What is required:
Gather and copy every line of the records below that contains the string "ceramic". Case counts.
— START Dataset entries —
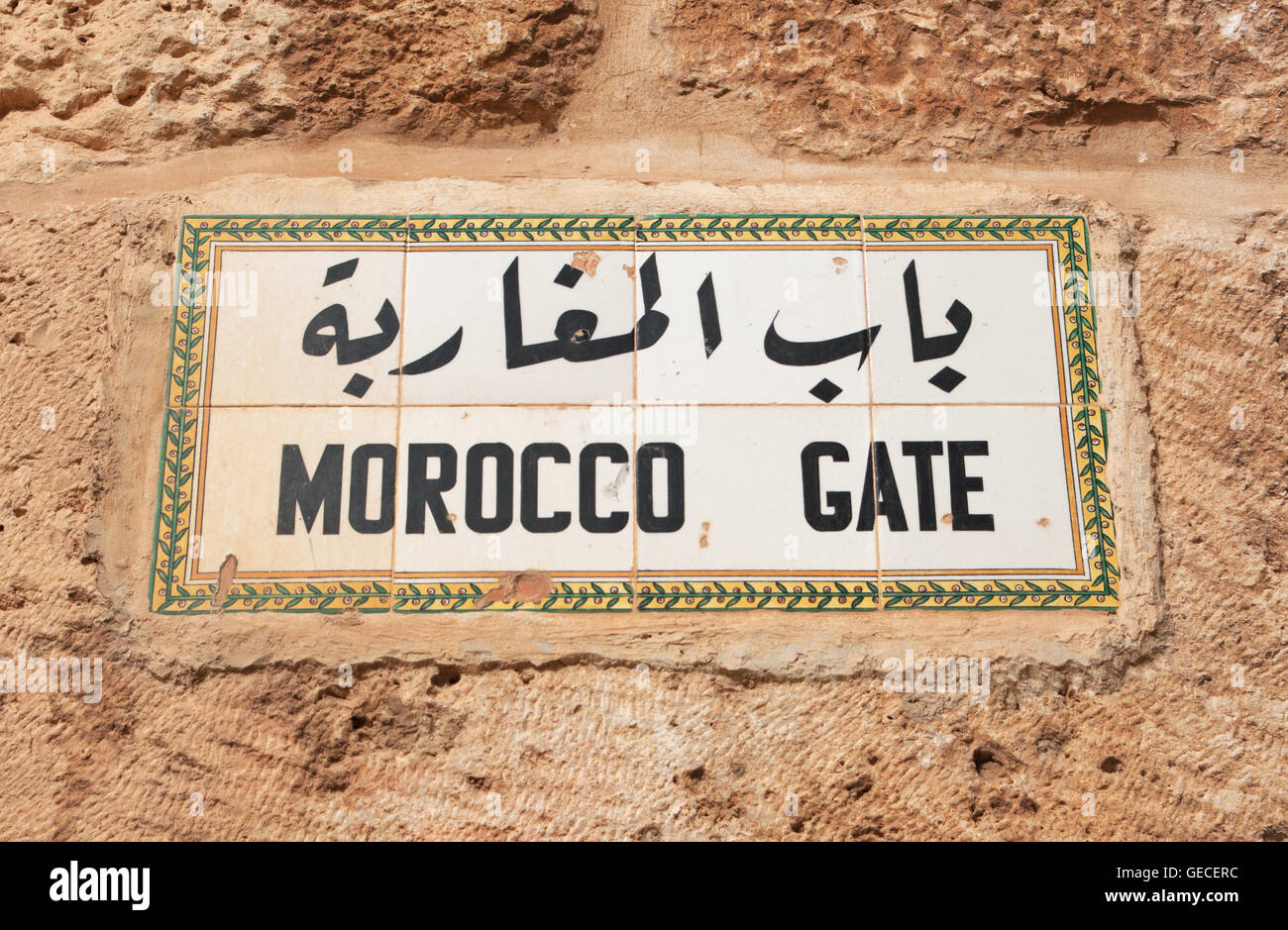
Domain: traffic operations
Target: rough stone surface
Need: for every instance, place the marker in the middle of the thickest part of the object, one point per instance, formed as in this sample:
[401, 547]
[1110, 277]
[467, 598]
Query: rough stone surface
[1167, 719]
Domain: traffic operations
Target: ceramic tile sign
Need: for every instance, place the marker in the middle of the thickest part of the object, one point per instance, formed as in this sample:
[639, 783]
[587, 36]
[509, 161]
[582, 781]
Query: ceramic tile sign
[442, 414]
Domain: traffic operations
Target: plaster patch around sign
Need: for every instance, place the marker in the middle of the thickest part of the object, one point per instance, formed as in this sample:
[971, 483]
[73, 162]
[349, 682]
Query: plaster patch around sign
[425, 405]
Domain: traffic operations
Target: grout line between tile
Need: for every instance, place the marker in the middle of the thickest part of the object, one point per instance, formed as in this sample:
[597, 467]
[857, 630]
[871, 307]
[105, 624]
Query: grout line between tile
[632, 457]
[402, 337]
[872, 419]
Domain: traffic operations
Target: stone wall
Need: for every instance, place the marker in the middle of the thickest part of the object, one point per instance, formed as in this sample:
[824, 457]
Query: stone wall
[1166, 719]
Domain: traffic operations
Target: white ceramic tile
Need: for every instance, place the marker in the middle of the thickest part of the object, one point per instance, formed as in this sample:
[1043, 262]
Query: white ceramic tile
[568, 519]
[809, 294]
[748, 509]
[265, 300]
[1013, 347]
[460, 291]
[1013, 480]
[245, 504]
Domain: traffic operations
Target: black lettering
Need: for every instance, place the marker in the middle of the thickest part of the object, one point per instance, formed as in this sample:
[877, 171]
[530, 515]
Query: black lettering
[359, 475]
[535, 453]
[961, 484]
[424, 491]
[587, 515]
[674, 458]
[837, 517]
[888, 501]
[309, 493]
[503, 457]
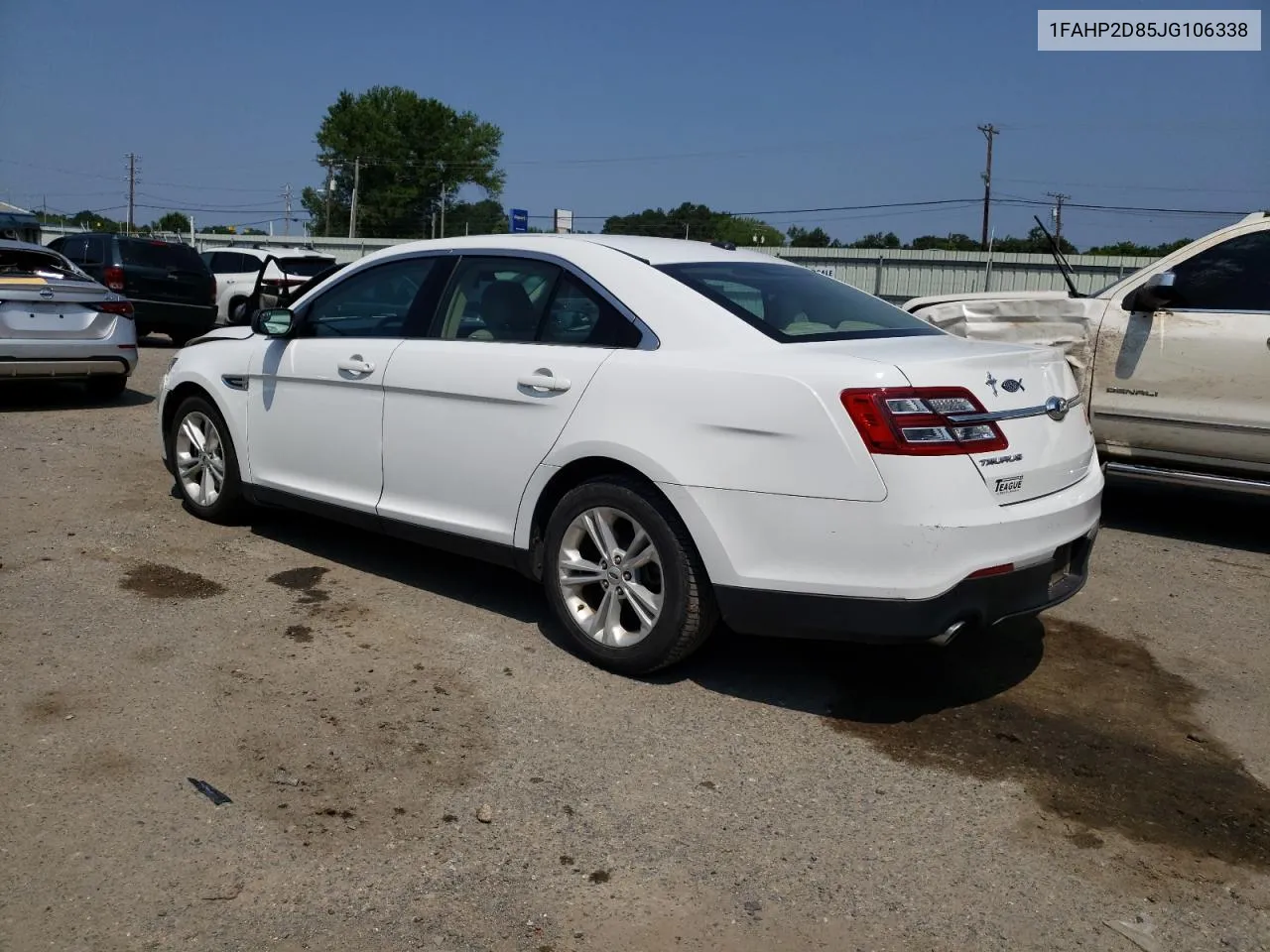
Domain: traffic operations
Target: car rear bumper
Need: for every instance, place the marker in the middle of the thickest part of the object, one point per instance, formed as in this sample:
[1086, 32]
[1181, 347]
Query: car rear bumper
[173, 313]
[971, 603]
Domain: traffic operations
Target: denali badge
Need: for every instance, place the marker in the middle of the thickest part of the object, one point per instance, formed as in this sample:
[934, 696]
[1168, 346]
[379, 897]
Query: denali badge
[1057, 408]
[998, 460]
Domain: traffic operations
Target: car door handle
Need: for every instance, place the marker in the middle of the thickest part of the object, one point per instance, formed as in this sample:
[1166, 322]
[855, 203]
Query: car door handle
[544, 381]
[356, 365]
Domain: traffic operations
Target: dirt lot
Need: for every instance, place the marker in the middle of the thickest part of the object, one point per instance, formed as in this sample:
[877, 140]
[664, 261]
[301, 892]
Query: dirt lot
[359, 701]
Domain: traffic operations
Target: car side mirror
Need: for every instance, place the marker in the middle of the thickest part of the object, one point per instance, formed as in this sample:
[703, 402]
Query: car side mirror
[273, 322]
[1157, 294]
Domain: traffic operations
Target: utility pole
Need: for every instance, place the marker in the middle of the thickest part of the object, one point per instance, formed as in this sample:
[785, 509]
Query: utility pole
[989, 132]
[132, 186]
[352, 211]
[1058, 214]
[286, 200]
[330, 186]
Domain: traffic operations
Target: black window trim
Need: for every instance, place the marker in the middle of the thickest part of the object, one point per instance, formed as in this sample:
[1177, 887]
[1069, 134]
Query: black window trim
[423, 308]
[648, 339]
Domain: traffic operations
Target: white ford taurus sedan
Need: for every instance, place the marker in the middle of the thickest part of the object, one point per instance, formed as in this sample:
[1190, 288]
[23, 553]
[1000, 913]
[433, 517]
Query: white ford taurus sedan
[666, 433]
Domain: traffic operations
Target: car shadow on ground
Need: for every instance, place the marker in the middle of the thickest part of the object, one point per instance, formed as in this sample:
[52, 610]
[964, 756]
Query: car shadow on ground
[1206, 517]
[493, 588]
[858, 682]
[37, 397]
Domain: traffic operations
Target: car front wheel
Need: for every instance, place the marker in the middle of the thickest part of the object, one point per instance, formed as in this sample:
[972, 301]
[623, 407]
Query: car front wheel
[203, 461]
[624, 578]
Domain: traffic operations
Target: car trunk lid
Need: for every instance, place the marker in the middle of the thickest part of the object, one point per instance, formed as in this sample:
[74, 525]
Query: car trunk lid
[1028, 394]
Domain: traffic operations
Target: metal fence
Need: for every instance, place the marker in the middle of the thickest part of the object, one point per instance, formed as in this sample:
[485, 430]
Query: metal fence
[892, 275]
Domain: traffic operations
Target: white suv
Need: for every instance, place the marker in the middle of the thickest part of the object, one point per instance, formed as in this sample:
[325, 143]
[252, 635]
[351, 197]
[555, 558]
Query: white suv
[662, 431]
[238, 271]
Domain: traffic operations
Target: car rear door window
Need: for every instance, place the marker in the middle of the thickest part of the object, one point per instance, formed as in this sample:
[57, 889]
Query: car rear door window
[375, 302]
[1233, 276]
[166, 255]
[94, 252]
[579, 315]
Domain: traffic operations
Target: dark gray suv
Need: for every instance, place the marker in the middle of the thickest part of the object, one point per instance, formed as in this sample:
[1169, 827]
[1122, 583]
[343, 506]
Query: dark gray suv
[168, 284]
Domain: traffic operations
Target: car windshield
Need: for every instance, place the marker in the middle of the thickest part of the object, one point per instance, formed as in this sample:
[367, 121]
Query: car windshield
[792, 303]
[23, 262]
[160, 254]
[305, 267]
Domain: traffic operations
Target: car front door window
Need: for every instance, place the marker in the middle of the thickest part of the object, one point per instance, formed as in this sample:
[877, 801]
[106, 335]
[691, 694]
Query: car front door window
[497, 298]
[375, 302]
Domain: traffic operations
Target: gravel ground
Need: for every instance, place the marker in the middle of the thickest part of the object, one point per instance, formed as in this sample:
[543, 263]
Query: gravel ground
[416, 760]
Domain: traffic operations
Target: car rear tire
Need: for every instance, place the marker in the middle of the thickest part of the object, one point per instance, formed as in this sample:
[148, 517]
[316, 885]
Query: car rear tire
[107, 388]
[203, 462]
[625, 579]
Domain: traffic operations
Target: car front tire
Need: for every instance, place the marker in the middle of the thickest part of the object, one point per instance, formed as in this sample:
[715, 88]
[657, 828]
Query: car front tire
[625, 579]
[203, 461]
[105, 389]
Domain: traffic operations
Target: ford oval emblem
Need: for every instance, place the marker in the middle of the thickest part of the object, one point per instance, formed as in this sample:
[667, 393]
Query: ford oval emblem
[1056, 408]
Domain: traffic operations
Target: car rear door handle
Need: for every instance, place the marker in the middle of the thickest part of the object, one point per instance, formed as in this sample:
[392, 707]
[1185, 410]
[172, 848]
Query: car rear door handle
[544, 381]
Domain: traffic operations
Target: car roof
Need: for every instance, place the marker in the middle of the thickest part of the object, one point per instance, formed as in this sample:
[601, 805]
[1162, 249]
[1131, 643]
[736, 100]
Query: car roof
[10, 245]
[652, 250]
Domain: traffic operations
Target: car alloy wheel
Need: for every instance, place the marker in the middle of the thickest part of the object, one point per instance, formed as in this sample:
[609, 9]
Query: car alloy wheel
[611, 576]
[199, 457]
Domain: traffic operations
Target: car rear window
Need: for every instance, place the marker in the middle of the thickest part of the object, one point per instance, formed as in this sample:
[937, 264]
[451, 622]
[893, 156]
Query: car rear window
[33, 263]
[160, 254]
[792, 303]
[305, 267]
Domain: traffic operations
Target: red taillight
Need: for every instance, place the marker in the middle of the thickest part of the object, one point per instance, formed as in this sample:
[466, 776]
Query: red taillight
[121, 307]
[921, 421]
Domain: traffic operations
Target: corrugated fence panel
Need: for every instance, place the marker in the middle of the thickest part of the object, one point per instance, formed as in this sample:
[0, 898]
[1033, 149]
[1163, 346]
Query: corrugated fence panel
[893, 275]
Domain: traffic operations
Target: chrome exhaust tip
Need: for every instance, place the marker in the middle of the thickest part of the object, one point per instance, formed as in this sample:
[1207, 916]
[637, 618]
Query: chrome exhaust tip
[947, 636]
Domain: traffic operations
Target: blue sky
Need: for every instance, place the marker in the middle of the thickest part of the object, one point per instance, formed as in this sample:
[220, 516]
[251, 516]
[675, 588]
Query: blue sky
[738, 104]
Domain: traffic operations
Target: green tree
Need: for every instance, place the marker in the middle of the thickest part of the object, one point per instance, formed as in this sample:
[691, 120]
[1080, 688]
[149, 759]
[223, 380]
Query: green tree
[952, 241]
[411, 151]
[1135, 250]
[484, 217]
[816, 238]
[698, 222]
[173, 221]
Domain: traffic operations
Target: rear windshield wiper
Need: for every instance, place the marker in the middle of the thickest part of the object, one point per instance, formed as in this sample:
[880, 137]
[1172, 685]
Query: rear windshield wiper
[1064, 266]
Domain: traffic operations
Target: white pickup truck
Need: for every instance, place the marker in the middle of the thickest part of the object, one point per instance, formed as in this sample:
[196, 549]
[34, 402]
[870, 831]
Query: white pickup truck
[1174, 361]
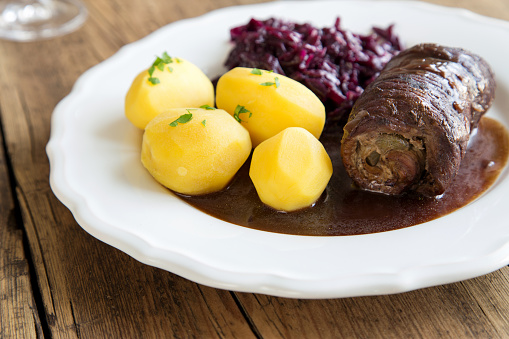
— END Dataset entries —
Complete answer:
Target: ceramic tile sign
Query: ceramic tile sign
Target: white ceramic tile
Query: white ceramic tile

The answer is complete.